Потому и нет пиетета перед императорской семьёй. В этом плане характерен разговор с братом императора Михаилом Павловичем, запись о котором есть в «Дневнике» Пушкина от 22 декабря 1834 года: «Потом разговорились о дворянстве. Великий князь был противу постановления о почетном гражданстве. <…> Я заметил, что или дворянство не нужно в государстве, или должно быть ограждено и недоступно иначе, как по собственной воле государя. Если во дворянство можно будет поступать из других сословий, как из чина в чин, не по исключительной воле государя, а по порядку службы, то вскоре дворянство не будет существовать или (что всё равно) всё будет дворянством. <…> Говоря о старом дворянстве, я сказал: Ведь мы такие же старинные дворяне как император и вы…».

Х

На самом же деле, как теперь известно, пушкинский род имел более древнюю родословную, чем романовский. Боярин Андрей Иванович Кобыла, коего считают родоначальником дома Романовых, первый (и единственный) раз упоминается в летописях за 1347 года. Его послали доставить из Твери будущую жену великому московскому князю Симеону Гордому. Невестой же была княжна Мария, дочь прямого предка А.С. в шестнадцатом колене – великого князя Александра Михайловича Тверского, у которого, выходит, Кобыла был на посылках. Получается, говоря великому князю о равенстве, поэт отнюдь не прибегал к образности, как тому могло показаться. Это была констатация факта, а не фигура речи.

## Что нужно сделать
a – Выведите без изменений фрагмент отрывка о родословной Пушкина, начиная со слов «На самом же» и заканчивая словами «не фигура речи.».
b – Подхватите изложение в отрывке о родословной Пушкина и напишите продолжение, которое следует за его последней фразой.

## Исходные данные
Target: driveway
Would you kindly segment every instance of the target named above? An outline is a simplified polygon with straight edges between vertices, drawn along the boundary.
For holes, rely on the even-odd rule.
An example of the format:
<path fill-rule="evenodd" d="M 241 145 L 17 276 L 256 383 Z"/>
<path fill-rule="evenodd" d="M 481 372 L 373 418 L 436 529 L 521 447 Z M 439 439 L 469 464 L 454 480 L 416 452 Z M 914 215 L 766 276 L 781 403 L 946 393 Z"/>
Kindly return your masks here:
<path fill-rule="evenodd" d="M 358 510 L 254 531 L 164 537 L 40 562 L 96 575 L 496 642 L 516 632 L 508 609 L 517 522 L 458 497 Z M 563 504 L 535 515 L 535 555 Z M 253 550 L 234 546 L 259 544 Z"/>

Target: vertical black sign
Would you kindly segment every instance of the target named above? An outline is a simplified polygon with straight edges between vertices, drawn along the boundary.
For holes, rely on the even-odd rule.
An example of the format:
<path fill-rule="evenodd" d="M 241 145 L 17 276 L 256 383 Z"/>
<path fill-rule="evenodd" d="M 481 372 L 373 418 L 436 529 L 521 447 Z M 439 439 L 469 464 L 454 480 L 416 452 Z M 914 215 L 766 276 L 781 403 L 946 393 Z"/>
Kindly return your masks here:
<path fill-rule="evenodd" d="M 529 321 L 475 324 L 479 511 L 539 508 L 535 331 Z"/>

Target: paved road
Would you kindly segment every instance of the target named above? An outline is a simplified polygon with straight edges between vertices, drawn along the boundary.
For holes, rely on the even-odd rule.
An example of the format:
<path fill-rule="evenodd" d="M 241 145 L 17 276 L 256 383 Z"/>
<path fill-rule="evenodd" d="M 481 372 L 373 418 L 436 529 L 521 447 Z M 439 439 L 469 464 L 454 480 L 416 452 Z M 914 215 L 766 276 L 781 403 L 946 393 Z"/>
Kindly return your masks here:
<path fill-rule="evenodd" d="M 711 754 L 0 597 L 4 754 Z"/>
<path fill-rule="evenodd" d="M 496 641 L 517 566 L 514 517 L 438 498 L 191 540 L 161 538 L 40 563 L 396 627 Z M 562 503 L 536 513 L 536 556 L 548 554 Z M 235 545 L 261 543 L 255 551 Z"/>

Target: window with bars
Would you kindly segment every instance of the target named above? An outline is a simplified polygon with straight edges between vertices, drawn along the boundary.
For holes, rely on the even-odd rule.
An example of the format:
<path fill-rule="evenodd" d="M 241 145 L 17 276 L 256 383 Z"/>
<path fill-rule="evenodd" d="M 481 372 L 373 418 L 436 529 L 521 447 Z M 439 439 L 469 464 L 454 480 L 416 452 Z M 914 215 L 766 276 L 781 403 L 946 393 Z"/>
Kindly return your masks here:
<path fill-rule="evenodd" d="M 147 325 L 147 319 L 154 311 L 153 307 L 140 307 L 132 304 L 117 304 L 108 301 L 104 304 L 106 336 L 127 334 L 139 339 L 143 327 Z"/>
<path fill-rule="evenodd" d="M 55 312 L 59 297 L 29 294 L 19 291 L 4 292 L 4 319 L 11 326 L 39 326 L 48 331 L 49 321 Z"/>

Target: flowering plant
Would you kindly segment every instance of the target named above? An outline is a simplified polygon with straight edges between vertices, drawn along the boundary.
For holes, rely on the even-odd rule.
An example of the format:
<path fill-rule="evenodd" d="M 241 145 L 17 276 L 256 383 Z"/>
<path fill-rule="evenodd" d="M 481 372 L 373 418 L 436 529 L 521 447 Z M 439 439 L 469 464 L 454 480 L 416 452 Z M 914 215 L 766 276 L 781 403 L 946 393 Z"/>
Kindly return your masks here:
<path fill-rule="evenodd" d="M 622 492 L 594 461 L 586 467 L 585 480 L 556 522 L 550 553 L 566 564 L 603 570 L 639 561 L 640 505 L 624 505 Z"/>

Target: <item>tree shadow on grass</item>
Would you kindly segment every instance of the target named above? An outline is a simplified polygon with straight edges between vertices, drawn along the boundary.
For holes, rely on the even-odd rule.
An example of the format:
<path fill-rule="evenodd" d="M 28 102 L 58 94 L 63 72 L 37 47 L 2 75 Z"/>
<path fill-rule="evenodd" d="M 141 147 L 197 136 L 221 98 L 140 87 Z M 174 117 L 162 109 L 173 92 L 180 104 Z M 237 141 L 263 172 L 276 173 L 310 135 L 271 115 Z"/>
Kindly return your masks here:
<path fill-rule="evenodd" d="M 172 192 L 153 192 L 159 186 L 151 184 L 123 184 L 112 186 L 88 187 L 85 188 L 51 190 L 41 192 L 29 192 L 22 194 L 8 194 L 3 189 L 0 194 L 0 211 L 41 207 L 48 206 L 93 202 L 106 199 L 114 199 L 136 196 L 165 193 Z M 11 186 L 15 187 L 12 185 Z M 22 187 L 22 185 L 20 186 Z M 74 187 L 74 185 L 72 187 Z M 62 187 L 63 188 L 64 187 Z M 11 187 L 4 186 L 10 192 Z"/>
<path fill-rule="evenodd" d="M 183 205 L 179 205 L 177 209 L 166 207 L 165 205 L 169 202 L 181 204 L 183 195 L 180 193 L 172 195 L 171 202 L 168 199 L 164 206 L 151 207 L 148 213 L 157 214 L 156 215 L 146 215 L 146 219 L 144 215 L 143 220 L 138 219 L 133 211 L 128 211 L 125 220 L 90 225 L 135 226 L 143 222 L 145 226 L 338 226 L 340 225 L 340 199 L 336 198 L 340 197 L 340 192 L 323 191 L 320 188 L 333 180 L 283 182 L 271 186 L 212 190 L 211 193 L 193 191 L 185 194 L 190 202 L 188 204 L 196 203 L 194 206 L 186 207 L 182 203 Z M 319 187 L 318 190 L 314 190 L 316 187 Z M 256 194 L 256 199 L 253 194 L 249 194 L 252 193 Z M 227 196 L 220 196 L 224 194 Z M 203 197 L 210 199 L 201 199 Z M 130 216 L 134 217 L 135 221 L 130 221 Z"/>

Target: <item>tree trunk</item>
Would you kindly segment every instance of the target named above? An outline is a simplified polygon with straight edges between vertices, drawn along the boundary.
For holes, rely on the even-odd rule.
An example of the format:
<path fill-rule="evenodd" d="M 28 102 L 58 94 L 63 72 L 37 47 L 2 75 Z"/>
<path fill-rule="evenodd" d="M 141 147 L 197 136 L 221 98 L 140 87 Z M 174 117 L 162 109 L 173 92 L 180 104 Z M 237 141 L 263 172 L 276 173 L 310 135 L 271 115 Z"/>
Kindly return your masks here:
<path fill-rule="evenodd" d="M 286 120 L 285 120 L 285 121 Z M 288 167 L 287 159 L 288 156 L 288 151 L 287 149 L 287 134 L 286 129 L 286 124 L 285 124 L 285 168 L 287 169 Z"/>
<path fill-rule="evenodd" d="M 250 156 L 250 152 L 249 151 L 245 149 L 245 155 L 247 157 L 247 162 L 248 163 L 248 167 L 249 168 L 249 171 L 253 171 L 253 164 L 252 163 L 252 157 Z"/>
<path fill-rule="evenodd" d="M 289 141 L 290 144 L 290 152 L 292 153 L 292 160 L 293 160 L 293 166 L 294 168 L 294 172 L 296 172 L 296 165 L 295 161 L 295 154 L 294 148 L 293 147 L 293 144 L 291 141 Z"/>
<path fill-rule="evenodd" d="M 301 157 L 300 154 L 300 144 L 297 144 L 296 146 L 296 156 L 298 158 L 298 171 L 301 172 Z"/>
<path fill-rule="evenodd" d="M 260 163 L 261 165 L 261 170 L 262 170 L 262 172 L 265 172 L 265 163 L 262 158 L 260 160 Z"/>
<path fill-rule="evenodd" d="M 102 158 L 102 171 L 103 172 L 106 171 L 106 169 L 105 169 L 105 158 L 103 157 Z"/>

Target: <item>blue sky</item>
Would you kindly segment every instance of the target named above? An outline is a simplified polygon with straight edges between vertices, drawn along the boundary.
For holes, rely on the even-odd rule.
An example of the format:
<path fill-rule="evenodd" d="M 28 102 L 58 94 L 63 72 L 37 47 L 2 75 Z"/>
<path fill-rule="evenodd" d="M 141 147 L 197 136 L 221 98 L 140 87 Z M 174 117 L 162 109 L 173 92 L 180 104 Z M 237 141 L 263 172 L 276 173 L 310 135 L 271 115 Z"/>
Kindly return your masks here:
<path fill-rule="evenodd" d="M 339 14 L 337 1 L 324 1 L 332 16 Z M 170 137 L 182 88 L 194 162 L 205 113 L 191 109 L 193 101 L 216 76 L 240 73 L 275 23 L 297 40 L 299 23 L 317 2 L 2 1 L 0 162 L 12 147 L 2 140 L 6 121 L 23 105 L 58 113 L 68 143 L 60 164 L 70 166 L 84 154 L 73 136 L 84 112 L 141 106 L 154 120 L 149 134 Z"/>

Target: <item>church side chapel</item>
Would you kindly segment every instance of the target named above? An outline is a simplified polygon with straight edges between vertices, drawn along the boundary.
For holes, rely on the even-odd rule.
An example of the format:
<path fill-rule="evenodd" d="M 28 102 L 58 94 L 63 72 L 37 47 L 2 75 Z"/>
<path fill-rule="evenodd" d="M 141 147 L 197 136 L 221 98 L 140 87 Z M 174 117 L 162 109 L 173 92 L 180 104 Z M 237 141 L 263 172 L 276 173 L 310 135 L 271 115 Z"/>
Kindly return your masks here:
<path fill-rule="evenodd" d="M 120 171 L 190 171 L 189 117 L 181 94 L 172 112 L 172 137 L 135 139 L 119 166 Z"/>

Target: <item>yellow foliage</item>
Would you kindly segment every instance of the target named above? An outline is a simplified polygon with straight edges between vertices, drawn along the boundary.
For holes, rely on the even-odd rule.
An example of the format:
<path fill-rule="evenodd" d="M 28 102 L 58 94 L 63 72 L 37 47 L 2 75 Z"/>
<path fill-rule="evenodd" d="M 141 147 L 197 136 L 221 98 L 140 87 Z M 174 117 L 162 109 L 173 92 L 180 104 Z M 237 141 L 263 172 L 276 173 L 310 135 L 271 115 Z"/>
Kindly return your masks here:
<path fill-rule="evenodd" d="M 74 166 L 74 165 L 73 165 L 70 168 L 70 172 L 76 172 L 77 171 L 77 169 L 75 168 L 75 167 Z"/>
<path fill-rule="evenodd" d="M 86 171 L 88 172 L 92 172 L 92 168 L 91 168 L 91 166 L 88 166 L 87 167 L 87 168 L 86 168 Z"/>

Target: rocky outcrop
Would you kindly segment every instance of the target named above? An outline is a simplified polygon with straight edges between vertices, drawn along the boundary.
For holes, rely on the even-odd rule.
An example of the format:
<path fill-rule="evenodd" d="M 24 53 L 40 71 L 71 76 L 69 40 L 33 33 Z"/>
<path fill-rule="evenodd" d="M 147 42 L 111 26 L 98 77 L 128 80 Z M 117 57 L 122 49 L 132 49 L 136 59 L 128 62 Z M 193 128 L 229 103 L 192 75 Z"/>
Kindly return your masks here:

## Ответы к заданиям
a –
На самом же деле, как теперь известно, пушкинский род имел более древнюю родословную, чем романовский. Боярин Андрей Иванович Кобыла, коего считают родоначальником дома Романовых, первый (и единственный) раз упоминается в летописях за 1347 года. Его послали доставить из Твери будущую жену великому московскому князю Симеону Гордому. Невестой же была княжна Мария, дочь прямого предка А.С. в шестнадцатом колене – великого князя Александра Михайловича Тверского, у которого, выходит, Кобыла был на посылках. Получается, говоря великому князю о равенстве, поэт отнюдь не прибегал к образности, как тому могло показаться. Это была констатация факта, а не фигура речи.

b –
Так, среди предков Пушкина самый древний и славный род Рюриковичей Ржевских (Сарра Юрьевна Ржевская – бабушка поэта по отцовской линии), родоначальником которого стал Фёдор Фёдорович, удельный князь города Ржева (откуда и пошла фамилия). Так вот, как пишет в своей книге «Забытые связи А.С. Пушкина» Наталья Телепова, пращур Александра Сергеевича – Иван Иванович Ржевский, одно время бывший енисейским воеводой, доводился четвероюродным братом Марии Мстиславской, жене царя Алексея Михайловича. А, в свою очередь, его сын, прадед автора «Дубровского» – Алексей Иванович Ржевский приходился братом в пятом колене царевне Софье и царю Ивану, что позволило ему занять значимое место неподалёку от трона. Так что, если бы довелось, Пушкин мог аргументировать слова, адресованные великому князю, которые в свою очередь в полной мере относились и к его брату – Николаю I.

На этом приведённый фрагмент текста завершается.